--- TEXT SEGMENT ---
Matt

Looks of good choices were mentioned.   All were long trail frames and the 
Rivendells were the only frames with 'relaxed' frame angles, placing you 
further back.   Here is an estimate of the costs for each:
                                                                            
                                 Frame/Fork                Ready to Ride
Schwinn World Sport or Traveler via Craiglist/yard sales/Goodwill          
                    $150 to $300 complete,  may need new cables, grease
(84-86 Traveler, 86-91 World Sport - Traveler & 86 WS are Panasonic,  87-91 
WS are Taiwan (Giant??))
--- DATA SEGMENT ---
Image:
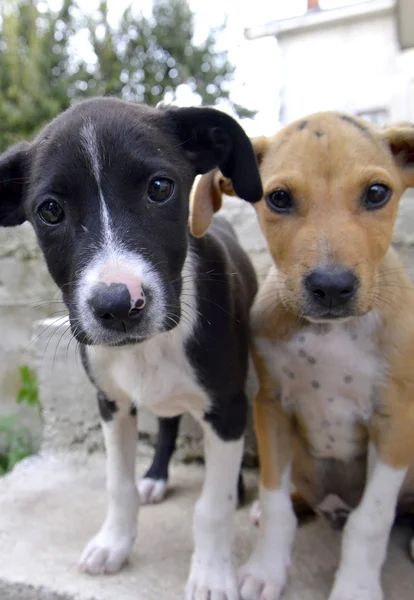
---
__EXERCISE REQUIREMENTS__
1. From the note about bike frame costs, list every source it gives for finding a used Schwinn World Sport or Traveler.
2. Carry on the note about bike frame costs from its last sentence.

__ANSWER LIST__
1. Craiglist, yard sales, Goodwill

2.
She Devil Frame/fork and complete bike by Mfg)                       $460 
frame/fork        $1,000-$1,200 complete from Mfg

Soma Buena Vista  (F/F by Soma, you build it up)                      $900 
frame,                 $2,000-$2,500 to Ride Away

Betty Foy (B Lindsay quoted $1,000 for F/F recently)                $1,000 
frame               $2,500 to $4,000 for complete Bike

Platypus (F/F by RBW, you build it up)                                      
     $1,800 frame              $3,000-$3,500 to Ride Away 

Toe Clip Overlap is likely on SMALL frames with 27" or 700C wheels.  650B 
or 26" should greatly minimize TCO concerns .

The Schwinn's use drop bars (and in small frames they tend to be narrow (38 
or 39cm wide) with short stems), the others use more upright bars or 
accommodate both.  The Schwiins are Step Thrus while the others are 
Mixtes.  The Schwiinns are Standard diameter main tubes, while the others 
are or look to be OS main tubes.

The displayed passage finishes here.